I couldn’t help think of this clip from Blazing Saddles. While Nope gives you much more to think about, over an entire film, it does explore that notion of ‘we were there, but not in the same way.’

While I liked the film, I didn’t love it. Enjoyed thinking about it more than I enjoyed watching it.

WOMEN TALKING

A unique take on The Women… There are some clever speeches and touching movements… but this isn’t a film… its a stage play. Each beat is simply a setup for a clever speech from another character. And it has the rhythms of play — a little back and forth sets up a speech – which leads to a new back and forth that leads to… wait for it… a speech and so on. This rhythm feels awkward and off putting in a movie theater. I’d go see the play in a heartbeat, but I wouldn’t recommend the film.

THE WHALE

It was unsatisfying…. It certainly had its moments, but it chose to keep all of the tropes of a stage play — albeit in a more narratively engaging way in comparison to Women Talking. But it was a bit like eating a dominos pizza. You eat it all, it sort of tastes good at the time, but you don’t feel great afterwards. There are really good performances. The most fascinating character is Hong Chau. The way her character moves through the drama is quietly more revealing than the somewhat straightforward trajectory of Fraser’s character. Don’t get me wrong, he is great, but sometimes the poor animal wrangler’s story might be more interesting than the proverbial elephant in the room.

BANSHEES

I believe i have found the notes on the pitch.  Midnight Cowboy set in a small Irish village? No, ok Abbott and Costello where Costello develops a pathological hatred for Abbott.  OK here it is… the Odd Couple  Irish style.  You can’t fault the acting, but the story feels forced upon them so that the filmmaker can claim some award for dreadful originality.  The story that interested me was that of the sister, which remains unexplored.

TAR

 Fields wanted to show us he could be more pretentious than anyone and he succeeded.  And what does a pretentious filmmaker do? They make their own version of Citizen Kane.  Except he made it without the first third of the film which builds in the deeper understanding of the character.  You don’t like Kane by the end but you understand him… Fields remade the final 2/3’s of the film at double the length.  For you young people that find Kane ‘boring’ (oy) be prepared for a slog.  It is a very long film for admittedly a great final scene.   This could be re-edited to become the best short (15min) of 2023 hands down.  And K.B. performance is amazing — just for a pointless endeavor.

TO LESLIE

Who is anyone to say what comprises a great performance? I feel like it is rare to see a poor performance these days. And this film seems to have both an apparently good performance — it seemed pretty good to me, and a pretty poor one… Marc Maron is a funny guy and good podcaster, but he feels wooden here. So maybe she got the nomination because she looked so effective compared to her co-star? Maybe if some of the women in Woman King had done a worse job acting, Viola would have gotten the nod. With so many excellent performances, shouldn’t the quality of the film count for something. This is pretty straightforward for the ‘slow march to sobriety’ sub genre.

Tasks to complete:
A. From the film reviews, copy the passage from "A unique take" up to and including "recommend the film." word for word.
B. Rewrite the paragraph of the film reviews that begins "It was unsatisfying" as a short bulleted list that keeps its main points.
C. Answer these questions from the film reviews, one per line:
(i) Which film's clip did Nope bring to the writer's mind?
(ii) How long would the short film be if Tar were re-edited as the writer suggests?
(iii) Which actor in To Leslie does the writer say "feels wooden"?

Recorded data:
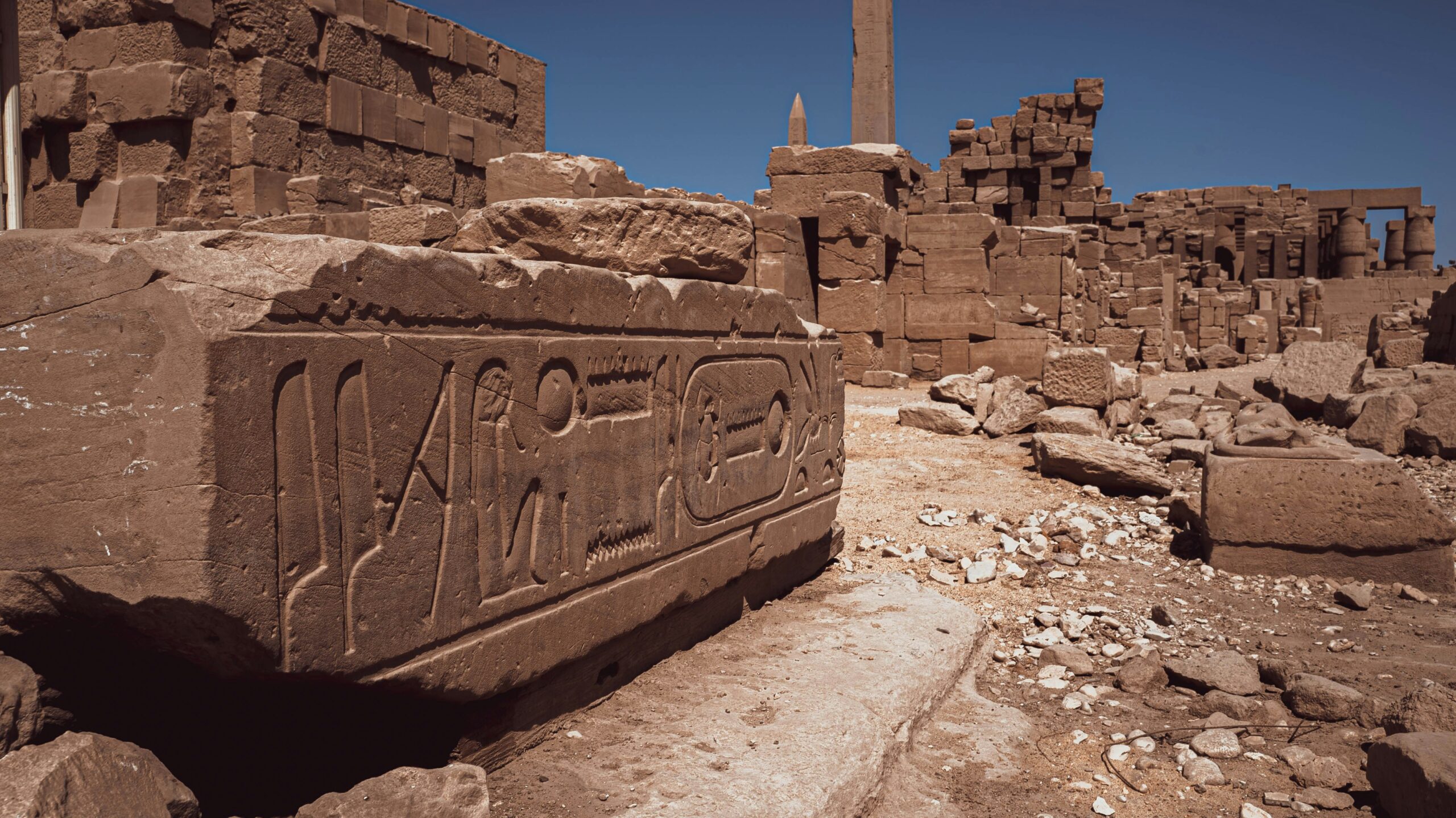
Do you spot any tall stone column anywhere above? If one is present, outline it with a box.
[789,94,809,146]
[1385,218,1405,269]
[1335,207,1368,278]
[1405,205,1436,271]
[849,0,895,144]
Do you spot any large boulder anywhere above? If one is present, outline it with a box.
[485,153,644,204]
[1041,346,1114,409]
[1347,395,1418,455]
[985,392,1047,438]
[1037,406,1107,437]
[1269,341,1366,416]
[1284,672,1366,722]
[1163,651,1264,696]
[900,403,980,437]
[1405,397,1456,459]
[297,764,491,818]
[1380,684,1456,735]
[1031,434,1173,495]
[930,367,996,406]
[453,198,753,284]
[0,655,45,755]
[1366,732,1456,818]
[0,732,202,818]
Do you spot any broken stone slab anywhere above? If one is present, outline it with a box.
[1031,432,1173,495]
[0,230,845,700]
[1345,395,1418,455]
[1041,346,1114,409]
[1366,732,1456,818]
[1284,672,1366,722]
[297,764,491,818]
[453,197,753,284]
[1037,406,1107,438]
[491,575,985,818]
[983,390,1047,438]
[900,403,980,437]
[369,204,460,247]
[485,151,644,204]
[930,367,996,406]
[1163,651,1264,696]
[0,732,202,818]
[1203,447,1456,591]
[1269,341,1366,416]
[1380,684,1456,735]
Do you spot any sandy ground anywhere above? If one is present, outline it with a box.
[838,375,1456,818]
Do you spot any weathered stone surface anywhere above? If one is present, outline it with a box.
[930,367,996,406]
[1031,434,1173,495]
[1380,684,1456,735]
[986,390,1047,438]
[900,403,980,437]
[1345,395,1417,455]
[1269,341,1366,415]
[1041,346,1114,409]
[1163,651,1264,696]
[1037,406,1107,437]
[491,574,986,818]
[1117,657,1168,693]
[1198,343,1239,369]
[454,197,753,284]
[0,654,45,755]
[369,204,458,247]
[1366,732,1456,818]
[0,230,843,699]
[485,151,644,204]
[0,732,202,818]
[297,764,491,818]
[1203,450,1456,591]
[1037,645,1097,675]
[1284,672,1366,722]
[1405,399,1456,459]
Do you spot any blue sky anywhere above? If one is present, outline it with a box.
[419,0,1456,263]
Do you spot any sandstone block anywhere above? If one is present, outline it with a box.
[1031,434,1172,495]
[1366,732,1456,818]
[1347,395,1417,455]
[297,764,491,818]
[485,153,642,204]
[1269,341,1366,415]
[454,198,753,283]
[369,204,458,247]
[1041,346,1114,409]
[1037,406,1107,438]
[88,63,213,122]
[1203,450,1456,591]
[0,225,843,699]
[900,403,980,437]
[0,732,202,818]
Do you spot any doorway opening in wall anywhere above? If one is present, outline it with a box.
[1366,208,1405,271]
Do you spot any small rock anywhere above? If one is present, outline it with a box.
[1184,758,1227,786]
[1335,582,1375,611]
[1284,672,1364,722]
[1188,729,1243,758]
[1294,755,1352,789]
[1117,657,1168,693]
[1293,787,1355,809]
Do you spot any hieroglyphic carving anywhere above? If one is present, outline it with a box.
[250,333,842,671]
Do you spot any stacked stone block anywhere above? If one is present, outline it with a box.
[19,0,544,230]
[925,78,1117,226]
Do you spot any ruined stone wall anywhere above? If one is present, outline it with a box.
[10,0,544,227]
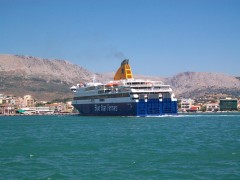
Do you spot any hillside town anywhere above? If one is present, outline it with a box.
[0,94,240,115]
[0,94,74,115]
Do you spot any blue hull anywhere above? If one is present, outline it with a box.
[73,99,177,116]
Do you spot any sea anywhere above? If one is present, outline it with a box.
[0,113,240,180]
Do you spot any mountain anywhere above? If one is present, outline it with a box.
[0,54,240,100]
[0,54,105,100]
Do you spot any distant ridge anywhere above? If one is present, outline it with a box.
[0,54,240,100]
[0,54,102,100]
[165,72,240,98]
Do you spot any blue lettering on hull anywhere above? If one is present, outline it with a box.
[73,98,177,116]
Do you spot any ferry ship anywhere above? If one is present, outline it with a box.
[71,59,177,116]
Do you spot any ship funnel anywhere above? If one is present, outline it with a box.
[114,59,133,80]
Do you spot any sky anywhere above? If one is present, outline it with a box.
[0,0,240,77]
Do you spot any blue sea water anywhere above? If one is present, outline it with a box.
[0,113,240,180]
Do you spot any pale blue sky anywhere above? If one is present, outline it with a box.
[0,0,240,77]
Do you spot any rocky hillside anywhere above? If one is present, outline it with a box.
[0,55,102,100]
[164,72,240,97]
[0,55,240,100]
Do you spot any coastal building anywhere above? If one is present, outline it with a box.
[180,99,194,112]
[206,103,220,112]
[23,95,35,107]
[0,103,15,115]
[45,103,64,113]
[219,98,238,111]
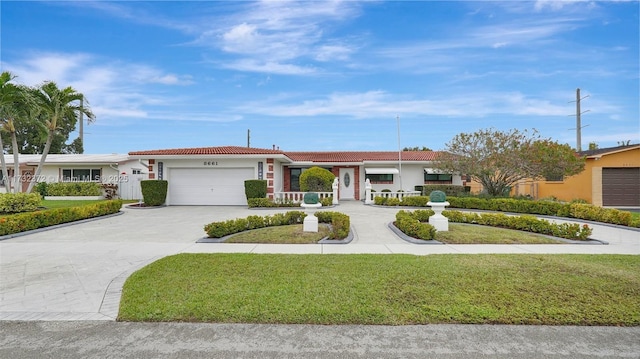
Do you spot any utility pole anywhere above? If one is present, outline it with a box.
[396,115,402,189]
[78,96,84,149]
[569,88,589,152]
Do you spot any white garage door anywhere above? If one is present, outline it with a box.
[168,168,255,206]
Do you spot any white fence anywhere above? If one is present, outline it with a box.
[273,192,335,203]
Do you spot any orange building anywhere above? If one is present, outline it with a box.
[512,144,640,207]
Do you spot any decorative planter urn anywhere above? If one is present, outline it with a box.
[300,192,322,232]
[427,191,449,232]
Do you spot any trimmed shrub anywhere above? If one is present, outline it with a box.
[140,180,169,206]
[45,182,102,196]
[204,211,351,239]
[0,200,122,236]
[244,180,267,201]
[300,167,336,192]
[33,182,47,197]
[422,184,465,197]
[0,193,42,213]
[394,211,436,241]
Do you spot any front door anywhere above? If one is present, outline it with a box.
[340,168,356,199]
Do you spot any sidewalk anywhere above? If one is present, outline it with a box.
[0,201,640,320]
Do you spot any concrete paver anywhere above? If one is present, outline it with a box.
[0,201,640,358]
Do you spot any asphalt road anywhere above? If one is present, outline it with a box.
[0,321,640,359]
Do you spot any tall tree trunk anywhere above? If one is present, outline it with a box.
[11,131,22,193]
[27,131,55,193]
[0,136,11,193]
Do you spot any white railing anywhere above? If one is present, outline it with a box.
[273,192,333,203]
[367,191,422,202]
[364,178,422,204]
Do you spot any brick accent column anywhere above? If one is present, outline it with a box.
[265,158,275,199]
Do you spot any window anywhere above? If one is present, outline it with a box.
[365,173,393,184]
[62,168,102,182]
[544,174,564,182]
[289,168,302,192]
[424,173,453,184]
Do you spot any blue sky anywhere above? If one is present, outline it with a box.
[0,0,640,153]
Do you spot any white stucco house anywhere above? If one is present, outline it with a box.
[0,146,467,205]
[0,154,148,199]
[129,146,466,205]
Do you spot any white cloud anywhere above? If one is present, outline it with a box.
[238,90,570,119]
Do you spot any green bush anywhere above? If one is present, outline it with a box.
[204,211,351,239]
[0,200,122,236]
[0,193,42,213]
[33,182,47,197]
[44,182,102,196]
[300,167,336,192]
[244,180,267,201]
[247,198,277,208]
[396,210,592,240]
[400,196,429,207]
[422,184,466,197]
[394,211,436,241]
[140,180,169,206]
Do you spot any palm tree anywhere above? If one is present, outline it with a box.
[0,71,33,192]
[27,81,95,193]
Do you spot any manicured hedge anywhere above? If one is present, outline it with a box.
[0,200,122,236]
[247,197,333,208]
[244,180,267,200]
[140,180,169,206]
[374,196,640,227]
[45,182,102,196]
[394,211,436,240]
[204,211,350,239]
[0,193,42,213]
[395,210,592,240]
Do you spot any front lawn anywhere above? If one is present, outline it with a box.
[118,254,640,326]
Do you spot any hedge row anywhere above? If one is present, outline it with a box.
[43,182,102,196]
[0,193,42,213]
[374,196,640,227]
[396,210,592,240]
[0,200,122,236]
[204,211,350,239]
[247,197,333,208]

Results:
A.
A unique take on The Women… There are some clever speeches and touching movements… but this isn’t a film… its a stage play. Each beat is simply a setup for a clever speech from another character. And it has the rhythms of play — a little back and forth sets up a speech – which leads to a new back and forth that leads to… wait for it… a speech and so on. This rhythm feels awkward and off putting in a movie theater. I’d go see the play in a heartbeat, but I wouldn’t recommend the film.

B.
- The film was unsatisfying, though it had its moments.
- It keeps all the tropes of a stage play, but tells its story more engagingly than Women Talking.
- Watching it is like eating a pizza you finish and enjoy at the time but feel bad about afterward.
- The performances are really good.
- Hong Chau's character is the most fascinating. Her path through the drama reveals more than the fairly straightforward arc of Fraser's character.
- Fraser is great, but the side character's story may be more interesting.

C.
(i) Blazing Saddles
(ii) 15 minutes
(iii) Marc Maron